**Challenge**: Turn the listing, starting at the line that contains "the owl head" and ending at the end of the listing, into a Markdown table with the columns Row and Line, one row per nonblank line. Leave the pictures out.

_ _ _ _

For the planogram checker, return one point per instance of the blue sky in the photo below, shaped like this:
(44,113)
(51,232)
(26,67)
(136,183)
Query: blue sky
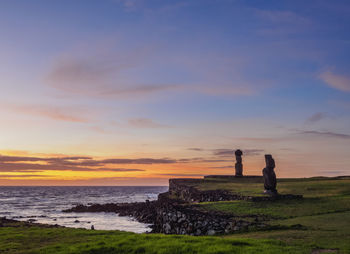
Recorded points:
(137,78)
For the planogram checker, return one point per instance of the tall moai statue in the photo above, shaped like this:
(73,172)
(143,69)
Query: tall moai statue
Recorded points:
(239,165)
(269,175)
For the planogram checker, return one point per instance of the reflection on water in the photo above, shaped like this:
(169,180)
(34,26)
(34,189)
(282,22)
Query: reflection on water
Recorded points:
(44,205)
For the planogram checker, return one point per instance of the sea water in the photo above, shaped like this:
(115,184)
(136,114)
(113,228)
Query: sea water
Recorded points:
(45,205)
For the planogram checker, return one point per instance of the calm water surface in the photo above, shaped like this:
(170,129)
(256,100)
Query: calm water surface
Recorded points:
(45,205)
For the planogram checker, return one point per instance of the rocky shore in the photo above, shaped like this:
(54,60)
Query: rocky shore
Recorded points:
(173,216)
(5,222)
(177,212)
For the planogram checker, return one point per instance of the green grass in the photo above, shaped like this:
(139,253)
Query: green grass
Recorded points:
(319,222)
(63,240)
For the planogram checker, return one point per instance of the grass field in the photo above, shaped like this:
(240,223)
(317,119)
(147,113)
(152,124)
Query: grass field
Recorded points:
(320,223)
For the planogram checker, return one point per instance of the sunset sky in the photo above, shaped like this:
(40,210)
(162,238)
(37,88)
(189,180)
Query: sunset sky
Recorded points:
(134,92)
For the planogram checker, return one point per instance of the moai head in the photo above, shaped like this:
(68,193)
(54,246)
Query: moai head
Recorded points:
(270,162)
(238,152)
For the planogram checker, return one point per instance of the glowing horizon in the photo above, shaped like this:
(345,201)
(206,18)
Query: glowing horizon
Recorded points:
(179,83)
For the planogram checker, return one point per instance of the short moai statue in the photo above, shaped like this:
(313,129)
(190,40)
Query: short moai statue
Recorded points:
(239,165)
(269,176)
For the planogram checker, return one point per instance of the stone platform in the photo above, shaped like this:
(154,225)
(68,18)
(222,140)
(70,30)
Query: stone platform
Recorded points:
(233,177)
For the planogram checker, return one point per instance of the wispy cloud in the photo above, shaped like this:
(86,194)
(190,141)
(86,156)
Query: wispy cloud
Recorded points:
(186,175)
(337,81)
(76,163)
(196,149)
(23,176)
(327,134)
(316,117)
(64,113)
(145,123)
(102,75)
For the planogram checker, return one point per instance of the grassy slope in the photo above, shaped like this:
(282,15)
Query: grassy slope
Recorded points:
(324,215)
(63,240)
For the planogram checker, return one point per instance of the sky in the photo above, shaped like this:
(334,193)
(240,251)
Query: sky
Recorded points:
(134,92)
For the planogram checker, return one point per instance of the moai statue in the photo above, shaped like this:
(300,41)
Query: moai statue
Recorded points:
(239,165)
(269,176)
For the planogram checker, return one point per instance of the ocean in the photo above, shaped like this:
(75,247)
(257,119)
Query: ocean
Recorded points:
(45,205)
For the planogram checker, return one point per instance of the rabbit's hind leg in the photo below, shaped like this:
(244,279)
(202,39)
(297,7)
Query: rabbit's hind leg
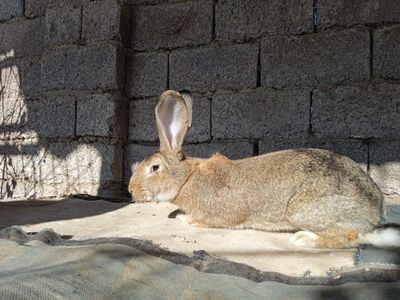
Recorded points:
(336,237)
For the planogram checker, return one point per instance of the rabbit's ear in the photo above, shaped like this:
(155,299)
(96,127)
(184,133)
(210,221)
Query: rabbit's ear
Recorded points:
(173,117)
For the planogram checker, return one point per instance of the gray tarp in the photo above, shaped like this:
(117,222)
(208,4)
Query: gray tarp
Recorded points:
(45,266)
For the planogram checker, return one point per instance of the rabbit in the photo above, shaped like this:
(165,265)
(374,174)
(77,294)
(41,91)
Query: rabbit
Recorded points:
(325,199)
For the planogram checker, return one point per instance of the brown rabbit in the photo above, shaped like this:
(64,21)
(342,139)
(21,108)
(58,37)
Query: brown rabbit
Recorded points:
(325,198)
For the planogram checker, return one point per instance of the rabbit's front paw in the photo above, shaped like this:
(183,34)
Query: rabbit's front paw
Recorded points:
(184,218)
(304,239)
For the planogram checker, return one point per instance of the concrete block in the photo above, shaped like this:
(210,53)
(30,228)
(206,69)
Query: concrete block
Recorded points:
(13,107)
(30,79)
(357,111)
(265,114)
(232,149)
(385,165)
(63,26)
(315,59)
(23,38)
(209,69)
(10,9)
(93,163)
(135,153)
(386,61)
(101,20)
(83,68)
(37,8)
(144,2)
(53,117)
(238,20)
(18,160)
(142,124)
(147,74)
(348,13)
(172,24)
(20,79)
(97,115)
(355,149)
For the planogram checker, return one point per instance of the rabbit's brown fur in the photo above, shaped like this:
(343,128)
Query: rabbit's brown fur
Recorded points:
(326,195)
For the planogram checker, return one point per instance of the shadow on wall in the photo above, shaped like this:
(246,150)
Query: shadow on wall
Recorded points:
(40,153)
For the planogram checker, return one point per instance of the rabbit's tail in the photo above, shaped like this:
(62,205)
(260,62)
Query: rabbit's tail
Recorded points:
(384,237)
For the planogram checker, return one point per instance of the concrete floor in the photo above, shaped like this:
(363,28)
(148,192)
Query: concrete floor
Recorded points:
(83,219)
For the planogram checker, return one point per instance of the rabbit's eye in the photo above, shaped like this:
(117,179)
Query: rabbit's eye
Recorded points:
(154,168)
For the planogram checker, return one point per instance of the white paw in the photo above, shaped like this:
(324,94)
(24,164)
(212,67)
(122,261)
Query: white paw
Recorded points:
(304,239)
(184,218)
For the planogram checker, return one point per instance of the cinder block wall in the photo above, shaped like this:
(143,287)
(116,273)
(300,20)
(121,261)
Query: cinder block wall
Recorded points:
(265,75)
(269,75)
(62,115)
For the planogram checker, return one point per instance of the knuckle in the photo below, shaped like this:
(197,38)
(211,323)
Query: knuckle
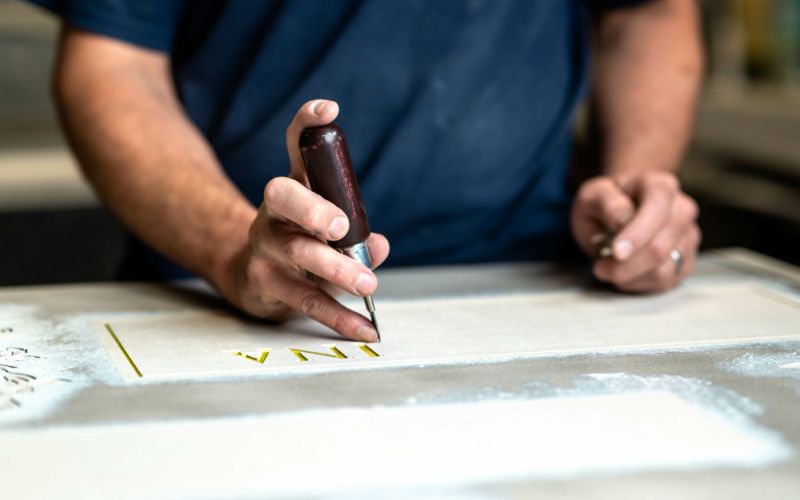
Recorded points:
(343,323)
(696,236)
(342,274)
(314,217)
(660,248)
(275,189)
(692,209)
(294,248)
(664,276)
(311,304)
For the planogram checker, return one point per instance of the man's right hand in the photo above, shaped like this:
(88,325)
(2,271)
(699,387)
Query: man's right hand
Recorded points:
(287,266)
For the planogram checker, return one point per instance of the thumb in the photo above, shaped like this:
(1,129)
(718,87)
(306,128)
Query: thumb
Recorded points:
(603,200)
(311,114)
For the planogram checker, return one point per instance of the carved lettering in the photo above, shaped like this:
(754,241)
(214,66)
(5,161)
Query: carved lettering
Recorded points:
(300,353)
(260,359)
(369,351)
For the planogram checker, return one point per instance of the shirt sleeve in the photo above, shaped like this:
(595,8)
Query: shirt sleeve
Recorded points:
(147,23)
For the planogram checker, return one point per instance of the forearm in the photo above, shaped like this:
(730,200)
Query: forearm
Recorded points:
(146,161)
(647,74)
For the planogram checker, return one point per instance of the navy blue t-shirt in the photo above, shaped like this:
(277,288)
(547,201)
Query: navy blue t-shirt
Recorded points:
(457,113)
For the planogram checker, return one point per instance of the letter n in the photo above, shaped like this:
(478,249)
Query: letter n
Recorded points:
(260,359)
(300,353)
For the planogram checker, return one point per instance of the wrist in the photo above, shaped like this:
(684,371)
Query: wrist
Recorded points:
(229,249)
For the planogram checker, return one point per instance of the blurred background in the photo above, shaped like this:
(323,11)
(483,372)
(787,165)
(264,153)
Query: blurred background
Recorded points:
(743,166)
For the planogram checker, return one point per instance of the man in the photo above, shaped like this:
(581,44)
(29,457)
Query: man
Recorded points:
(458,115)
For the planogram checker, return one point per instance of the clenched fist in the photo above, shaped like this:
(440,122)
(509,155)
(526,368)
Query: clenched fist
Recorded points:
(632,225)
(287,267)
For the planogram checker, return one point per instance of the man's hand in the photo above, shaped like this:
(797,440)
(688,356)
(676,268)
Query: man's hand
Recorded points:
(287,266)
(640,219)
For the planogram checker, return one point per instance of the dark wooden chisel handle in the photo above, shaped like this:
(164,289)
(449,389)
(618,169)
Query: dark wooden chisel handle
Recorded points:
(331,175)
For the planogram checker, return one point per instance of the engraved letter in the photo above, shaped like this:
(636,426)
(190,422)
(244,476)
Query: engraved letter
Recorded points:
(260,360)
(300,353)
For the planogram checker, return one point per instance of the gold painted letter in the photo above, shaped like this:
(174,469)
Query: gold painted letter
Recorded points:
(300,353)
(260,360)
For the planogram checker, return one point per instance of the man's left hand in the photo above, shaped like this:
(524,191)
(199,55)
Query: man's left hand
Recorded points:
(641,228)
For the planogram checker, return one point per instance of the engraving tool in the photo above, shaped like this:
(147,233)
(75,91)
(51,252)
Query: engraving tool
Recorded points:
(331,175)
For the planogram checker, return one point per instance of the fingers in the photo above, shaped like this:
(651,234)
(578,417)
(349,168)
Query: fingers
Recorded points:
(289,200)
(664,276)
(311,114)
(604,200)
(302,295)
(654,252)
(302,251)
(655,194)
(601,208)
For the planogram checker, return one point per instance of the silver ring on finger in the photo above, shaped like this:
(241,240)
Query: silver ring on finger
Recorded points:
(677,258)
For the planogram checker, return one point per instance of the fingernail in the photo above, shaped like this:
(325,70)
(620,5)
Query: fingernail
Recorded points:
(623,249)
(367,334)
(338,228)
(322,107)
(365,284)
(598,238)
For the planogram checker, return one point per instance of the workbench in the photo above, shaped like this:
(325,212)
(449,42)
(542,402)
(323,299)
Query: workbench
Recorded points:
(498,381)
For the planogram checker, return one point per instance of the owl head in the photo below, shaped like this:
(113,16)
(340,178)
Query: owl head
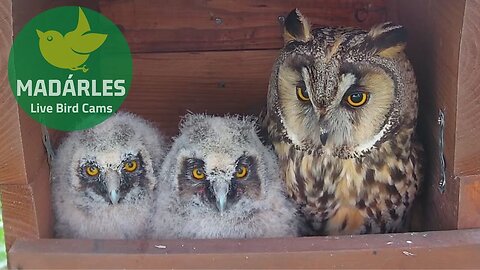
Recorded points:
(341,91)
(218,165)
(113,163)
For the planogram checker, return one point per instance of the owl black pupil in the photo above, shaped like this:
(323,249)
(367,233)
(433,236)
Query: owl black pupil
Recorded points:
(357,97)
(304,92)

_ _ _ _

**Solution**:
| Row | Line |
|---|---|
| 1 | For the planogram checker, return one point per instance of the owl head in the photo below, shaped like this: |
| 2 | (113,16) |
| 3 | (340,178) |
| 4 | Query: owl head |
| 5 | Recorded points: |
| 6 | (341,91) |
| 7 | (218,165) |
| 8 | (113,163) |
| 9 | For the planogram checker, return one point per instance of the owl black pupil in the photo above, shaped like this: |
| 10 | (323,249) |
| 11 | (367,233) |
| 12 | (433,236) |
| 13 | Query: owl black pupil |
| 14 | Recorded points: |
| 15 | (357,97) |
| 16 | (304,92) |